Reproduce the data below with every "annotate" changed to "mark" and nothing else altered.

-- start --

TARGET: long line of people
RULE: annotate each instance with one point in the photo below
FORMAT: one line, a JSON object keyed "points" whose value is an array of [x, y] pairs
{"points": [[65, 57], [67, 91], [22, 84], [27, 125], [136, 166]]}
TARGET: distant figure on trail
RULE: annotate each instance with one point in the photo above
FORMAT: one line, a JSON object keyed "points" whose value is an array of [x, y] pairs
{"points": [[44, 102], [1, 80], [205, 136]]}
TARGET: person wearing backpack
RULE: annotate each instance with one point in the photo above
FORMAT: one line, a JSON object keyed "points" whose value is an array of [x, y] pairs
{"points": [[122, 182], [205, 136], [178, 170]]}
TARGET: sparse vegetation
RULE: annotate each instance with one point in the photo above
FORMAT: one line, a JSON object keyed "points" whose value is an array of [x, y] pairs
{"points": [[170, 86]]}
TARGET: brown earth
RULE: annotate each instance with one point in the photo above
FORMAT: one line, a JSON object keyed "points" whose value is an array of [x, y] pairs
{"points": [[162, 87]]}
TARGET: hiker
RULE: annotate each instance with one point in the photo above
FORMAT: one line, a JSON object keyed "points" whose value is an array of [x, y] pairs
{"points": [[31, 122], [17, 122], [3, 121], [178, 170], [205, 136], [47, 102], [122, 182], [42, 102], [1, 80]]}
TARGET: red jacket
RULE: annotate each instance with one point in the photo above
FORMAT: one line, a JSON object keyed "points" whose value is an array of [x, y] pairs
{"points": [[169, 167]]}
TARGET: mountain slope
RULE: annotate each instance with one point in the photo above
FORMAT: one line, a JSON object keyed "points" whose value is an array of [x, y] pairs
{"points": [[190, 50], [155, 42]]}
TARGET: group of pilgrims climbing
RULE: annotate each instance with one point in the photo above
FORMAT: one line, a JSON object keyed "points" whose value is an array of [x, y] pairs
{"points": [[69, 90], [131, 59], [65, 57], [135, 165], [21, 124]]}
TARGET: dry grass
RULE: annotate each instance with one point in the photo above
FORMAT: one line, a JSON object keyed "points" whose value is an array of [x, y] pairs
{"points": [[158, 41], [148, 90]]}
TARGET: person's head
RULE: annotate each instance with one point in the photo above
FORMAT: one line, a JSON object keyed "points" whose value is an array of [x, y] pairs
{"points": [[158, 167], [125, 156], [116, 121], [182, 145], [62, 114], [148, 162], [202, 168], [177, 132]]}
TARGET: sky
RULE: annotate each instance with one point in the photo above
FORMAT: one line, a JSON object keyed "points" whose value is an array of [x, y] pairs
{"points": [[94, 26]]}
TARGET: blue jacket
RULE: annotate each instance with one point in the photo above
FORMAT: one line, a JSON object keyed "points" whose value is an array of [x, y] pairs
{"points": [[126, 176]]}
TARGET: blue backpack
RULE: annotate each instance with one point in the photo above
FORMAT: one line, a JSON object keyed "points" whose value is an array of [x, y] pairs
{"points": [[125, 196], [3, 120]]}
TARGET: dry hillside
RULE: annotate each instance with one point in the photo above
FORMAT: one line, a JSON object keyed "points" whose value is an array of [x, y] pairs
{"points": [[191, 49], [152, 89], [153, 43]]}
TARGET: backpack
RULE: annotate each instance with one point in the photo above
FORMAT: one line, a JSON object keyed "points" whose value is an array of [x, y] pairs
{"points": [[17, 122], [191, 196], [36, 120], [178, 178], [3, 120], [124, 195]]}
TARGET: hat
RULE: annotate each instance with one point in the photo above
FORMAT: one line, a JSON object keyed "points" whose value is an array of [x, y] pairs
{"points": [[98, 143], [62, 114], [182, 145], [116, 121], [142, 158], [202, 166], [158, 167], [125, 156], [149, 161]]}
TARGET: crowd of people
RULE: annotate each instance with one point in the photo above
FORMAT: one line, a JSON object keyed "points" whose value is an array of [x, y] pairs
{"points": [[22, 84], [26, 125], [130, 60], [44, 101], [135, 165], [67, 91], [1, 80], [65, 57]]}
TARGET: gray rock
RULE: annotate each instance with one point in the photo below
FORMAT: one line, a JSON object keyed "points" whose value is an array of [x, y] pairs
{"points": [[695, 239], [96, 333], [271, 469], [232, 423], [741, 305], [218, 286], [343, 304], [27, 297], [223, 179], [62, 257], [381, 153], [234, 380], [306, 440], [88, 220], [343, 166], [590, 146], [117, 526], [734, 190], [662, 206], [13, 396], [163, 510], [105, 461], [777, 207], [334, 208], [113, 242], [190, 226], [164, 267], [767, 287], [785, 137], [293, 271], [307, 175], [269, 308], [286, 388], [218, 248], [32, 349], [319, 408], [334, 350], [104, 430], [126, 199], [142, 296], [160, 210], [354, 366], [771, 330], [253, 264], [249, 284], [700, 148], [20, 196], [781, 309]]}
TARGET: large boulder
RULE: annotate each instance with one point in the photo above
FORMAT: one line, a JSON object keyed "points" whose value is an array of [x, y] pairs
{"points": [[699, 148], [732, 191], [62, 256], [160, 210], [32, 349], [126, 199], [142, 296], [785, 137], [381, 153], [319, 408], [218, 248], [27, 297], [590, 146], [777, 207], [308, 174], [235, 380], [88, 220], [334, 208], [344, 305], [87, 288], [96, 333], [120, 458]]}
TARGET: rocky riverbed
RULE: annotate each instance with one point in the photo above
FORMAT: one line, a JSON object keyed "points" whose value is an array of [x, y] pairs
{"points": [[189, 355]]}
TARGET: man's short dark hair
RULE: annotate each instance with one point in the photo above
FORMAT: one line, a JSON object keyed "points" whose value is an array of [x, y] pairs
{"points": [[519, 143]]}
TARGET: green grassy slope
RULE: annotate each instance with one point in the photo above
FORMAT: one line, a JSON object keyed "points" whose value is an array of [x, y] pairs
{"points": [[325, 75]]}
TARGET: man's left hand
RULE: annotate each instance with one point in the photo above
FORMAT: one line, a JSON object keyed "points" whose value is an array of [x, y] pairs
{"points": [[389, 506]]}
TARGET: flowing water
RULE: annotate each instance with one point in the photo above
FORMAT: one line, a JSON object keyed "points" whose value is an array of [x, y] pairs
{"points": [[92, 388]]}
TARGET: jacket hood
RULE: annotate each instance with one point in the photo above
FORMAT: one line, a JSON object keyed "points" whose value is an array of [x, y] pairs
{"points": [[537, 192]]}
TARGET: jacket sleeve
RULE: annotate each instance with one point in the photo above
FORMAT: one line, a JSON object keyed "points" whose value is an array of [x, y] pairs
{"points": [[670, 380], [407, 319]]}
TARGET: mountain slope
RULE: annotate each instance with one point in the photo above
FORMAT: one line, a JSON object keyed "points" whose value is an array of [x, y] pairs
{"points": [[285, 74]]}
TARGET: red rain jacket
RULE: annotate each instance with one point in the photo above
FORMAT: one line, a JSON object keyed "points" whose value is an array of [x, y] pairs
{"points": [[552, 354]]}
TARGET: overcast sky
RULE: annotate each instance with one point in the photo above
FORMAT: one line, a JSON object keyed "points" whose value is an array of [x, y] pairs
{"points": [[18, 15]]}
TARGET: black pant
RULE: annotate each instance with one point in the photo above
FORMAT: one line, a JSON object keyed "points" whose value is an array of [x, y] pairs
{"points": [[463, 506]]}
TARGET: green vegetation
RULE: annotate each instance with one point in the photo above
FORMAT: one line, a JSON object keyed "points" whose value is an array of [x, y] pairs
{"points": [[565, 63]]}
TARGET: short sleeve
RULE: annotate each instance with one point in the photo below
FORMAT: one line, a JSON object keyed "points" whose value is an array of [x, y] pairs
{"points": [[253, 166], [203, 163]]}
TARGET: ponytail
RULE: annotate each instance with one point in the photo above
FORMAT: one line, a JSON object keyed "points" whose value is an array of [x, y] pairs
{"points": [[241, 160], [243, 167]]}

-- end --

▶ **WORKED ANSWER**:
TARGET: long line of people
RULE: mark each instance with one point in the photo below
FORMAT: one line, a JSON object keyed "points" whose value is an array of [x, y] pairs
{"points": [[65, 57], [67, 91], [22, 84], [27, 125], [136, 166]]}
TARGET: distant figure on trail
RULE: mark each instance with one point in the photo above
FORMAT: one line, a JSON object keyed "points" whose value is an array of [x, y] pairs
{"points": [[44, 102], [1, 80], [205, 136]]}
TARGET: person wearing backpack
RULE: mark each instance with one point in the photo above
FORMAT: one line, a JSON object keyed "points" whose value is an array of [x, y] pairs
{"points": [[122, 182], [205, 136], [178, 170]]}
TARGET: sparse vegetation
RULE: mark each instance with one point in the photo above
FORMAT: one line, a JSON object keyed "points" whose value is an array of [x, y] pairs
{"points": [[170, 86]]}
TARGET: brown earth
RULE: mark each instance with one point in the photo above
FORMAT: one line, a JSON object keyed "points" whose value is an array of [x, y] pairs
{"points": [[162, 87]]}
TARGET: hiker
RULE: mark each instance with one point in the photo above
FORMAT: one line, a JSON object keyed "points" whose value is an array of [x, y] pairs
{"points": [[31, 122], [17, 122], [3, 121], [178, 170], [205, 136], [47, 102], [122, 182], [42, 102], [1, 80]]}
TARGET: red jacket
RULE: mark each instance with one point in the photo above
FORMAT: one line, a JSON object keyed "points" whose value is an array of [x, y] pairs
{"points": [[169, 167]]}
TARGET: mountain slope
RULE: mark each instance with one point in the photo above
FORMAT: one line, a JSON object keyed "points" whose value is an array of [x, y] pairs
{"points": [[190, 50], [155, 42]]}
TARGET: group of pilgrims climbing
RULE: mark each instance with one point in the photo above
FORMAT: one line, a JSON object keyed "points" whose value is an array of [x, y] pairs
{"points": [[69, 90], [131, 59], [65, 57], [135, 165], [21, 124]]}
TARGET: dry grass
RULE: mark each instance with one point in the photo above
FORMAT: one line, a JSON object keyed "points" whose value is an array of [x, y] pairs
{"points": [[158, 41], [148, 90]]}
TARGET: person's head
RULE: mark each instance with one point in the photo above
FORMAT: one line, a JSON object keyed "points" whose value is an array of [x, y] pairs
{"points": [[158, 167], [125, 156], [116, 121], [182, 145], [62, 114], [148, 162], [202, 168], [177, 132]]}
TARGET: sky
RULE: mark each instance with one point in the photo above
FORMAT: one line, a JSON object keyed "points" whose value is an array of [x, y] pairs
{"points": [[94, 26]]}
TARGET: blue jacket
RULE: mark each instance with one point in the photo above
FORMAT: one line, a JSON object keyed "points" whose value is an array of [x, y] pairs
{"points": [[126, 176]]}
TARGET: blue backpack
RULE: mark each instance with one point in the photo above
FORMAT: one line, a JSON object keyed "points" whose value is an array of [x, y] pairs
{"points": [[125, 196], [3, 120]]}
TARGET: dry hillside
RULE: mark each instance with one point in the photo above
FORMAT: one line, a JSON object keyed "points" whose value is an array of [x, y] pairs
{"points": [[191, 49], [152, 89], [153, 43]]}
TARGET: backpack
RULE: mark each instance with one point in the photo above
FORMAT: one line, a JSON object keyed "points" whose value is an array of [x, y] pairs
{"points": [[17, 122], [191, 196], [36, 120], [178, 178], [3, 120], [124, 195]]}
TARGET: hat
RULE: mark each instance with one point in the photo above
FORMAT: one line, a JSON object keyed "points" whose value is an array of [x, y] pairs
{"points": [[98, 143], [62, 114], [182, 145], [116, 121], [142, 158], [202, 166], [158, 167], [125, 156], [149, 161]]}
TARGET: crowd of people
RULE: mark each instance with one point in the photo above
FORMAT: one line, a JSON object keyed "points" whose value is an array of [x, y] pairs
{"points": [[22, 84], [26, 125], [130, 60], [44, 101], [135, 165], [67, 91], [1, 80], [65, 57]]}
TARGET: gray rock
RULE: mark each instance with one point in the photo below
FORMAT: one line, a JSON object keyed "points" whose value is an array of [x, y] pairs
{"points": [[695, 239], [96, 333], [271, 469], [232, 423], [741, 305], [218, 286], [343, 304], [27, 297], [223, 179], [62, 257], [381, 153], [234, 380], [306, 440], [88, 220], [343, 166], [590, 146], [117, 526], [734, 190], [662, 206], [13, 396], [163, 510], [105, 461], [777, 207], [334, 208], [113, 242], [190, 226], [164, 267], [767, 287], [785, 137], [293, 271], [307, 175], [269, 308], [286, 388], [218, 248], [32, 349], [319, 408], [334, 350], [104, 430], [126, 199], [142, 296], [160, 210], [354, 366], [771, 330], [253, 264], [249, 284], [700, 148], [20, 196], [781, 309]]}
TARGET: large boulder
RULE: mark each instance with one point in the photo above
FORMAT: one line, a JSON object keyed "points" whose value is an array of [x, y] pairs
{"points": [[699, 148], [732, 191], [62, 256], [160, 210], [32, 349], [126, 199], [142, 296], [785, 137], [381, 153], [319, 408], [218, 248], [27, 297], [590, 146], [777, 207], [308, 174], [235, 380], [88, 220], [334, 208], [344, 305], [87, 288], [96, 333], [120, 458]]}
TARGET: rocky riverbed
RULE: mark each instance with one point in the photo above
FORMAT: one line, a JSON object keyed "points" whose value is an array of [x, y] pairs
{"points": [[189, 355]]}
TARGET: man's short dark hair
RULE: mark each instance with one point in the photo above
FORMAT: one line, a JSON object keyed "points" whose value is an array of [x, y] pairs
{"points": [[519, 143]]}
TARGET: green grassy slope
RULE: mark each instance with one point in the photo above
FORMAT: one line, a JSON object keyed "points" whose value is an array of [x, y] pairs
{"points": [[325, 75]]}
TARGET: man's left hand
RULE: mark each instance with one point in the photo above
FORMAT: one line, a JSON object keyed "points" whose value is an array of [x, y] pairs
{"points": [[389, 506]]}
TARGET: flowing water
RULE: mark each instance with one point in the photo above
FORMAT: one line, a JSON object keyed "points" whose value is an array of [x, y] pairs
{"points": [[92, 388]]}
TARGET: jacket hood
RULE: mark each instance with one point in the photo above
FORMAT: one line, a JSON object keyed "points" whose value is an array of [x, y] pairs
{"points": [[537, 192]]}
TARGET: jacket sleeve
RULE: mark each instance with one point in the photo above
FORMAT: one line, a JSON object keyed "points" whose value is an array of [x, y] pairs
{"points": [[670, 380], [407, 319]]}
TARGET: mountain slope
RULE: mark each instance with one point in the photo above
FORMAT: one line, a JSON object keyed "points" whose value is an array of [x, y] pairs
{"points": [[285, 74]]}
TARGET: red rain jacket
RULE: mark each instance with one point in the photo above
FORMAT: one line, a JSON object keyed "points" whose value is an array of [x, y] pairs
{"points": [[552, 354]]}
TARGET: overcast sky
RULE: mark each instance with one point in the photo above
FORMAT: one line, a JSON object keyed "points" whose value is an array of [x, y] pairs
{"points": [[18, 15]]}
TARGET: black pant
RULE: mark each instance with one point in the photo above
FORMAT: one line, a JSON object keyed "points" whose value is an array of [x, y] pairs
{"points": [[463, 506]]}
TARGET: green vegetation
RULE: mark each instance with one point in the photo above
FORMAT: one line, a JSON object keyed "points" whose value is an array of [x, y] pairs
{"points": [[565, 63]]}
TARGET: short sleeve
RULE: mark each instance with one point in the photo below
FORMAT: one line, a JSON object keyed "points" whose value is an array of [x, y] pairs
{"points": [[253, 166], [203, 163]]}
TARGET: ponytail
RULE: mark each instance with one point in the photo above
FORMAT: one line, a JSON object keyed "points" whose value is an array of [x, y] pairs
{"points": [[241, 160], [243, 167]]}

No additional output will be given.